> _Task requirements_: Please give the listing again in its entirety, exactly as written.

** Opening Records shown block **

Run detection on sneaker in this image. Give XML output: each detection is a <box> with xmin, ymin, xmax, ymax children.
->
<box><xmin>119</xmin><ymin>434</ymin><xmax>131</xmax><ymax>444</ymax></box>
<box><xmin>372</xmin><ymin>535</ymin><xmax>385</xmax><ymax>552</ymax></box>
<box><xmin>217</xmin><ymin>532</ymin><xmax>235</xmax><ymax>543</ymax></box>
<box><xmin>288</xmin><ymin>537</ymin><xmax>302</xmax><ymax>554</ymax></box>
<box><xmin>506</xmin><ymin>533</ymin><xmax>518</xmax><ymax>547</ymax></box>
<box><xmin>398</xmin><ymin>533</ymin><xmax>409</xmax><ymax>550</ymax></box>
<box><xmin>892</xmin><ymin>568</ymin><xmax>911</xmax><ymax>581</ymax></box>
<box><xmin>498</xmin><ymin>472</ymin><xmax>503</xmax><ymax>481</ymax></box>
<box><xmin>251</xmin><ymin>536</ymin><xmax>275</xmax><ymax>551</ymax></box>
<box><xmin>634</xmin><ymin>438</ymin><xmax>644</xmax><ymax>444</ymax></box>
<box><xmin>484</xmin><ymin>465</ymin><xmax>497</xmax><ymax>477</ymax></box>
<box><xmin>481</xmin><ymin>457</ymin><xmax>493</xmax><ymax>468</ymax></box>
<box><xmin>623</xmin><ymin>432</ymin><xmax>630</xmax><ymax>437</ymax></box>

** Closing Records shown block **

> _Solved problem_:
Run detection on sneaker in this image. Give XML output: each detection is a <box> with xmin, ymin, xmax, ymax children.
->
<box><xmin>119</xmin><ymin>434</ymin><xmax>131</xmax><ymax>444</ymax></box>
<box><xmin>372</xmin><ymin>535</ymin><xmax>385</xmax><ymax>552</ymax></box>
<box><xmin>217</xmin><ymin>532</ymin><xmax>235</xmax><ymax>543</ymax></box>
<box><xmin>288</xmin><ymin>537</ymin><xmax>302</xmax><ymax>554</ymax></box>
<box><xmin>506</xmin><ymin>533</ymin><xmax>518</xmax><ymax>547</ymax></box>
<box><xmin>398</xmin><ymin>533</ymin><xmax>409</xmax><ymax>550</ymax></box>
<box><xmin>892</xmin><ymin>568</ymin><xmax>911</xmax><ymax>581</ymax></box>
<box><xmin>498</xmin><ymin>472</ymin><xmax>503</xmax><ymax>481</ymax></box>
<box><xmin>251</xmin><ymin>536</ymin><xmax>275</xmax><ymax>551</ymax></box>
<box><xmin>634</xmin><ymin>438</ymin><xmax>644</xmax><ymax>444</ymax></box>
<box><xmin>484</xmin><ymin>465</ymin><xmax>497</xmax><ymax>477</ymax></box>
<box><xmin>481</xmin><ymin>457</ymin><xmax>493</xmax><ymax>468</ymax></box>
<box><xmin>623</xmin><ymin>432</ymin><xmax>630</xmax><ymax>437</ymax></box>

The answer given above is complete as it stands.